*ACTION ITEM*
Please rewrite the paragraph of the memorial text that begins "Jeff Lenahan strolled by" in two shorter sentences, keeping its main facts.

*PAGE TEXT*
Trolleys rumbled by Saturday, with tourists inside snapping pictures of the stuffed animals and candles. Hundreds had crouched down in the overnight rain to pen love notes on the sponsorship signs that had lined the race route.

“Boston — you are my city forever.”

“This is our city. This is our race.”

“Suspect apprehended, yet still we mourn. NEVER FORGET. BOSTON STRONG.”

Jeff Lenahan strolled by the memorial en route to the Red Sox game, resplendent in a Boston jersey and ball cap. Although the 36-year-old registered nurse said he felt “more safe now than I think I ever have,” three of his friends decided to stay home instead of joining him for the game.

Motioning to the sprawling memorial, he said, “They didn’t come out, because of this.”

*RAW DATA*
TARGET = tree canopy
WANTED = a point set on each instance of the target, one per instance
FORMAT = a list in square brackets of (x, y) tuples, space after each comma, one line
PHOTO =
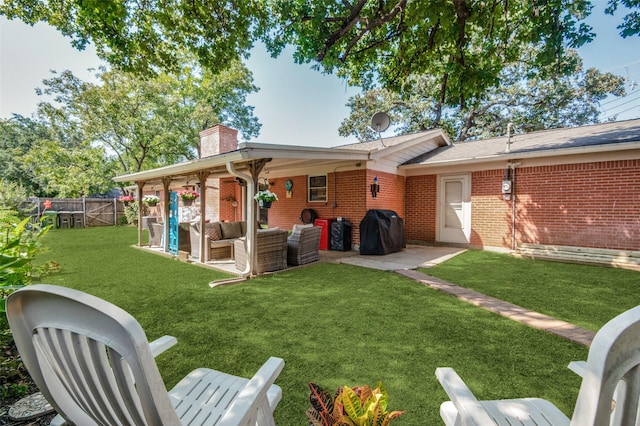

*RESPONSE*
Jeff Lenahan, a 36-year-old registered nurse in a Boston jersey and ball cap, walked past the memorial on his way to the Red Sox game. He said he felt safer than ever, but three of his friends chose to stay home instead of going with him.